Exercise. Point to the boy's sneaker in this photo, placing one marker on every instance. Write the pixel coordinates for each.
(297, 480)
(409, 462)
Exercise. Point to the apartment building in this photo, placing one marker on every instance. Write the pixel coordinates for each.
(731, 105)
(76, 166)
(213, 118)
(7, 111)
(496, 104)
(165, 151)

----------------

→ What is needed: Rewrite all the records, replacing every "marker" with "dot" and leaving everything else unchanged.

→ Response for this exercise:
Exercise. Point to the boy's sneaker in this photo, placing one dot on every instance. Write the pixel coordinates for each.
(297, 480)
(409, 462)
Exercise. Point to the apartment building in this photo, placing one dot on every instance. Write the pixel coordinates for each.
(731, 105)
(76, 166)
(213, 118)
(7, 111)
(496, 104)
(165, 151)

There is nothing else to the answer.